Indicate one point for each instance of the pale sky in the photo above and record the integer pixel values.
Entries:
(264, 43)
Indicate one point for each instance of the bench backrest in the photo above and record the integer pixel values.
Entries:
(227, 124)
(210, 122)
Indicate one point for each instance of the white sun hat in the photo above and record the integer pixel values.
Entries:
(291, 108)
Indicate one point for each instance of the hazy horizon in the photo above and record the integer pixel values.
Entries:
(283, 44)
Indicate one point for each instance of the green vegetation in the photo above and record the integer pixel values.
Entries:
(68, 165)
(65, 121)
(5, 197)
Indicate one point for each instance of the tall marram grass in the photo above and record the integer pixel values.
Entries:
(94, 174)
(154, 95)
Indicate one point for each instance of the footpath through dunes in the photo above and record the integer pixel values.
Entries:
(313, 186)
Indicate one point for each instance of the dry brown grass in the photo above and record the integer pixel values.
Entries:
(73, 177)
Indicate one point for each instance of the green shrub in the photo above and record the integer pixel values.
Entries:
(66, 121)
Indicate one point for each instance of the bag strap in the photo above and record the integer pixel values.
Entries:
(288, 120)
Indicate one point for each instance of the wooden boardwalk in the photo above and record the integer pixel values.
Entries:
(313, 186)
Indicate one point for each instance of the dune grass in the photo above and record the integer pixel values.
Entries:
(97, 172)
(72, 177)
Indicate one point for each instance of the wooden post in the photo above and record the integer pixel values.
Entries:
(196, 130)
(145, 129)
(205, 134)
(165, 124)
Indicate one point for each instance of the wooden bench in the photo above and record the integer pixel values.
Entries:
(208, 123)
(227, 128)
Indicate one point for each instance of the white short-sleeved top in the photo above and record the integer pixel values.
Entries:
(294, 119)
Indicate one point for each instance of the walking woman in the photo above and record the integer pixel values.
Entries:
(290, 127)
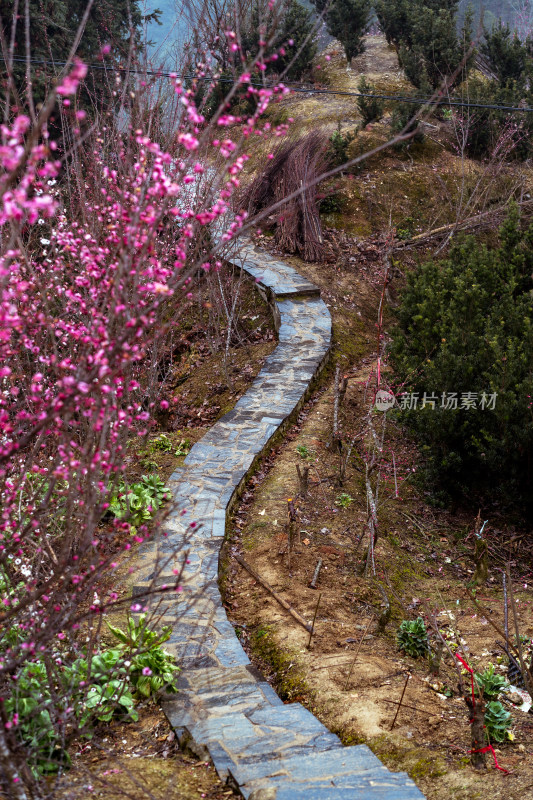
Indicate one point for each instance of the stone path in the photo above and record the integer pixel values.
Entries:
(225, 709)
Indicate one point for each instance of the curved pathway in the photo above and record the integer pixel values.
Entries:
(224, 708)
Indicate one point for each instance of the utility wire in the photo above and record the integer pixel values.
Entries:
(293, 88)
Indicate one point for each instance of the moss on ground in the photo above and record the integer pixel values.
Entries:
(287, 678)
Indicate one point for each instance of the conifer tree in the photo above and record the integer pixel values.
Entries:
(425, 33)
(347, 21)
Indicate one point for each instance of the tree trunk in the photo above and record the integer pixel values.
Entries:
(477, 730)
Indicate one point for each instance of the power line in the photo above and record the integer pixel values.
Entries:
(293, 88)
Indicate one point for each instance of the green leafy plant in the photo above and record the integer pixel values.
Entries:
(139, 502)
(30, 704)
(344, 500)
(370, 108)
(150, 667)
(165, 445)
(303, 451)
(183, 447)
(412, 637)
(102, 702)
(489, 683)
(162, 442)
(497, 722)
(338, 146)
(465, 325)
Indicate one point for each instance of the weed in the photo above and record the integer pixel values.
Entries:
(412, 637)
(344, 500)
(490, 683)
(303, 451)
(497, 722)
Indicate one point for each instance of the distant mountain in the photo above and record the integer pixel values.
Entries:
(168, 37)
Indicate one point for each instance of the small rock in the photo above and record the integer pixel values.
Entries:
(264, 794)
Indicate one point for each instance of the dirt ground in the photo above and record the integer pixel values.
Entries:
(351, 676)
(139, 759)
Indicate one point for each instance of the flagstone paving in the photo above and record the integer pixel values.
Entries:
(224, 708)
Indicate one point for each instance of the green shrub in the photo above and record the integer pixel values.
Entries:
(94, 692)
(490, 683)
(466, 326)
(338, 147)
(370, 108)
(139, 502)
(412, 637)
(150, 668)
(497, 722)
(347, 21)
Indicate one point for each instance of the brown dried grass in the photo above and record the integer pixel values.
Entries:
(294, 165)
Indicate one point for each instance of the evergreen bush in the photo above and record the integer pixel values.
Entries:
(464, 342)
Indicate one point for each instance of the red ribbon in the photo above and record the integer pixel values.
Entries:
(489, 748)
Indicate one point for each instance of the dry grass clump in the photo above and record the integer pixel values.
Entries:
(295, 164)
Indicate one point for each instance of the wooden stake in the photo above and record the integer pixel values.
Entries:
(312, 583)
(313, 623)
(401, 700)
(303, 478)
(356, 654)
(274, 594)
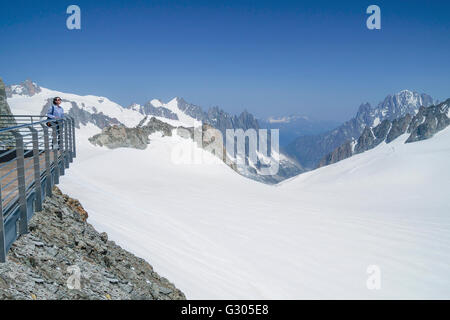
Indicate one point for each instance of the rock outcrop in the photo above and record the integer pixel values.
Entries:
(26, 88)
(61, 246)
(119, 136)
(427, 122)
(311, 150)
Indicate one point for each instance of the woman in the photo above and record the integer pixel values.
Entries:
(55, 112)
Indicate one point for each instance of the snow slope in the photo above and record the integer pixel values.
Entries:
(216, 234)
(22, 104)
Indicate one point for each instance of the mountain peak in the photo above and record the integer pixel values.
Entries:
(27, 88)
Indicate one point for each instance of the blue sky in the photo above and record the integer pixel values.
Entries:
(315, 58)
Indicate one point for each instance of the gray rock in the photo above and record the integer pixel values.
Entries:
(42, 272)
(423, 125)
(311, 150)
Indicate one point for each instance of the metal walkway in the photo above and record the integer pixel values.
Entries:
(33, 155)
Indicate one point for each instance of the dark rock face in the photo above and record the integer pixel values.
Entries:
(428, 121)
(5, 121)
(423, 125)
(26, 88)
(365, 141)
(41, 263)
(342, 152)
(149, 109)
(4, 107)
(309, 150)
(399, 127)
(119, 136)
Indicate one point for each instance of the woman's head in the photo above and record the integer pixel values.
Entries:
(57, 101)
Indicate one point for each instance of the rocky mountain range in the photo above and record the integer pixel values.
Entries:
(423, 125)
(309, 150)
(103, 113)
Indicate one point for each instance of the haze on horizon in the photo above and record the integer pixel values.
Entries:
(272, 58)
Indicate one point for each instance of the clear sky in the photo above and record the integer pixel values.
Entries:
(315, 58)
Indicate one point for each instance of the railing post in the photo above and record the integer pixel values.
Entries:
(55, 151)
(69, 129)
(23, 222)
(61, 163)
(2, 232)
(66, 143)
(37, 169)
(48, 173)
(74, 140)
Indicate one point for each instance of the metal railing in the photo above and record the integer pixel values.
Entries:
(34, 153)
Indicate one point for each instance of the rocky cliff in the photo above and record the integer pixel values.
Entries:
(61, 247)
(423, 125)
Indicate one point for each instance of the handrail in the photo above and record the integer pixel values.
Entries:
(32, 158)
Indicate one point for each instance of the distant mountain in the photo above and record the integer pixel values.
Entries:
(422, 126)
(294, 126)
(190, 114)
(102, 113)
(309, 150)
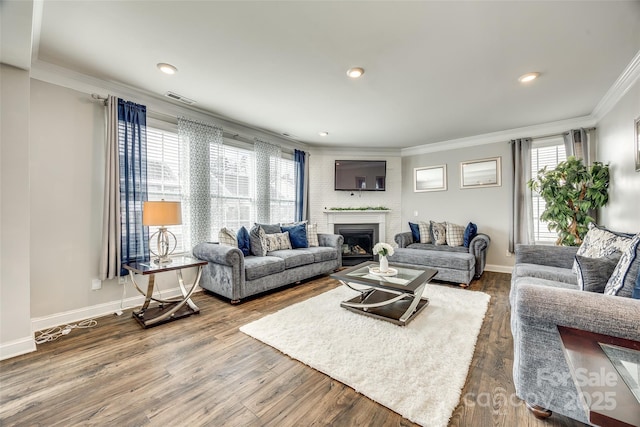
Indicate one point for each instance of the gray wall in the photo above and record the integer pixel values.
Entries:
(15, 316)
(488, 208)
(615, 146)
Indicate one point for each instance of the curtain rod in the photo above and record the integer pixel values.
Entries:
(553, 135)
(174, 120)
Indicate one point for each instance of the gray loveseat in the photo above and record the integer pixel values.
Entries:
(231, 274)
(456, 264)
(545, 294)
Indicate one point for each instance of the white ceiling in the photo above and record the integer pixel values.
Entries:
(435, 71)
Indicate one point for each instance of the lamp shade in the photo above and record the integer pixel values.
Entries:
(161, 213)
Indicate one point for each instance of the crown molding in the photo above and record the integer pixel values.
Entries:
(535, 131)
(60, 76)
(625, 81)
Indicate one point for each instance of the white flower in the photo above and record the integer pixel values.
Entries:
(383, 249)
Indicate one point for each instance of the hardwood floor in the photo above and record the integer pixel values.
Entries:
(202, 371)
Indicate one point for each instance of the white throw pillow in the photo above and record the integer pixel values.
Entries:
(425, 231)
(455, 234)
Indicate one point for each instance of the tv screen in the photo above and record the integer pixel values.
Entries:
(361, 175)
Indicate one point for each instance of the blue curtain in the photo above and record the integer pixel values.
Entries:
(132, 144)
(299, 158)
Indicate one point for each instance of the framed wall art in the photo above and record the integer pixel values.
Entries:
(481, 173)
(431, 178)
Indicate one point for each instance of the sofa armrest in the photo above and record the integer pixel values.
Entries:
(404, 239)
(219, 254)
(552, 256)
(545, 307)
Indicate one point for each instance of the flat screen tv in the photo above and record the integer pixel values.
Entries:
(360, 175)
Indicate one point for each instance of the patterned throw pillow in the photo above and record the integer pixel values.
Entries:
(415, 231)
(312, 235)
(277, 241)
(227, 237)
(425, 232)
(623, 278)
(593, 273)
(455, 234)
(439, 230)
(470, 233)
(257, 238)
(600, 242)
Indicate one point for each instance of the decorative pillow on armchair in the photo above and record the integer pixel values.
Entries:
(227, 237)
(439, 230)
(455, 234)
(277, 241)
(593, 273)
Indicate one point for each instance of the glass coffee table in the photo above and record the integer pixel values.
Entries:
(394, 298)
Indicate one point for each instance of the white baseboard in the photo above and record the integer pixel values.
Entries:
(99, 310)
(17, 347)
(499, 268)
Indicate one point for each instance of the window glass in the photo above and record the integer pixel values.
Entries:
(548, 153)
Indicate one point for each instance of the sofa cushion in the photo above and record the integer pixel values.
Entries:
(258, 241)
(439, 230)
(277, 241)
(424, 229)
(453, 260)
(455, 234)
(322, 253)
(294, 257)
(297, 235)
(600, 242)
(270, 228)
(227, 237)
(469, 233)
(623, 278)
(547, 272)
(244, 243)
(593, 273)
(415, 231)
(256, 267)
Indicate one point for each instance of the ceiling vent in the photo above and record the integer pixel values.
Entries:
(180, 98)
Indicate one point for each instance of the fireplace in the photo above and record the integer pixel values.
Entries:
(358, 242)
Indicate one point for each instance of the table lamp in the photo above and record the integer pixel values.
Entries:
(162, 213)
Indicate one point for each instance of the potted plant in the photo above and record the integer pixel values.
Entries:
(571, 192)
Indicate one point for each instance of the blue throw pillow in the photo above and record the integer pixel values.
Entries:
(244, 244)
(469, 233)
(415, 232)
(297, 235)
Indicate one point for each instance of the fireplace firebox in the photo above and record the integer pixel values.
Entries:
(359, 240)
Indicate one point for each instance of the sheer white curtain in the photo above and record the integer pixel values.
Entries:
(268, 158)
(200, 143)
(110, 257)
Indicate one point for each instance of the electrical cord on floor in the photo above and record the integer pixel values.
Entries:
(56, 332)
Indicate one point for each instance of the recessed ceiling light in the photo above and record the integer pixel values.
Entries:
(355, 72)
(167, 68)
(526, 78)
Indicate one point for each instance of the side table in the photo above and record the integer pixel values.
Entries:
(167, 309)
(605, 371)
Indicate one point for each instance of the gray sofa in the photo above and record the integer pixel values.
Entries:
(232, 275)
(456, 264)
(544, 294)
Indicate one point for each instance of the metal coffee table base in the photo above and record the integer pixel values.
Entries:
(399, 309)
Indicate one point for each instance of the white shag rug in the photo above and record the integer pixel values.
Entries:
(417, 370)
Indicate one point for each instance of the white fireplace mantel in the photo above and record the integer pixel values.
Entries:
(358, 217)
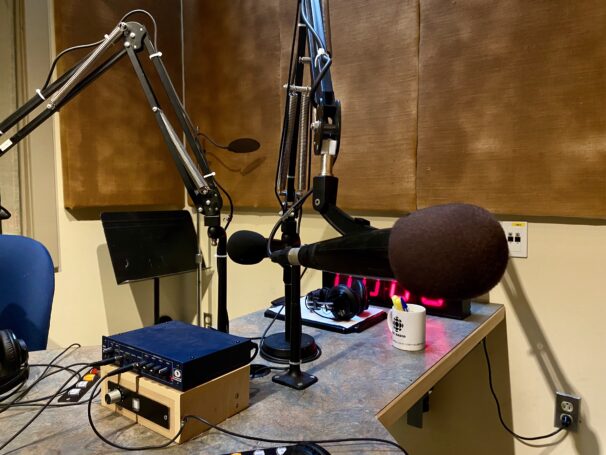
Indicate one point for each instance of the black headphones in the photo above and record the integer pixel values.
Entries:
(342, 301)
(14, 369)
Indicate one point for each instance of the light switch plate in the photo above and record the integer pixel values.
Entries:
(516, 233)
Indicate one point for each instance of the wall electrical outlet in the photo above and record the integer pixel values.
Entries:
(567, 405)
(516, 233)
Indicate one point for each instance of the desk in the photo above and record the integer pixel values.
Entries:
(363, 385)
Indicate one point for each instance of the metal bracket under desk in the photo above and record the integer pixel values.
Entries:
(414, 416)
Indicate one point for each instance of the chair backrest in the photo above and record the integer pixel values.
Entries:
(27, 286)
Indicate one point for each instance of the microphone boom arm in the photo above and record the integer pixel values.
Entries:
(326, 127)
(199, 183)
(201, 187)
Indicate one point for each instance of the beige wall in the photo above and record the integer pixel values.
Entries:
(553, 339)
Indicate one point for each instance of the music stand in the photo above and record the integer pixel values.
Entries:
(146, 245)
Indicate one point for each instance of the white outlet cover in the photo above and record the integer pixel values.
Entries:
(516, 233)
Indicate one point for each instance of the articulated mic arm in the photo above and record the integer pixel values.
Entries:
(199, 182)
(325, 125)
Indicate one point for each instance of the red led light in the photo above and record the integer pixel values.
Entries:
(406, 295)
(436, 303)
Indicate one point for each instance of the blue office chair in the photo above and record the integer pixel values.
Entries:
(27, 286)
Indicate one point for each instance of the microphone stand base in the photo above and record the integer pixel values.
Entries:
(295, 378)
(276, 349)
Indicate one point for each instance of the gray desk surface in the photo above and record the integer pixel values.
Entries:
(363, 385)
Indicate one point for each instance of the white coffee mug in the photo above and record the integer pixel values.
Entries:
(407, 328)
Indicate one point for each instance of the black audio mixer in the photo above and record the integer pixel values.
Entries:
(177, 354)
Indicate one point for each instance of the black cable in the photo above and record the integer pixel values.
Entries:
(24, 404)
(209, 139)
(496, 400)
(66, 387)
(303, 273)
(283, 218)
(287, 89)
(231, 205)
(61, 54)
(312, 29)
(130, 13)
(113, 444)
(40, 378)
(267, 330)
(287, 441)
(46, 405)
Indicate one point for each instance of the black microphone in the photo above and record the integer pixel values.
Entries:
(249, 247)
(243, 145)
(452, 251)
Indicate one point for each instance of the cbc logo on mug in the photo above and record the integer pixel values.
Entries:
(398, 326)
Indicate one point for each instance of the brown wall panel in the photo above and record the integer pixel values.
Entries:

◇ ◇ ◇

== WORK TO BE COMPLETED ==
From the listing above, return every line that carries the string "lamp".

== ANSWER BOX ==
Indicate one point for each instance of the lamp shade in the photo above and record the integer pixel values.
Indicate one point for each instance of the table lamp in the photo above and record the integer pixel values.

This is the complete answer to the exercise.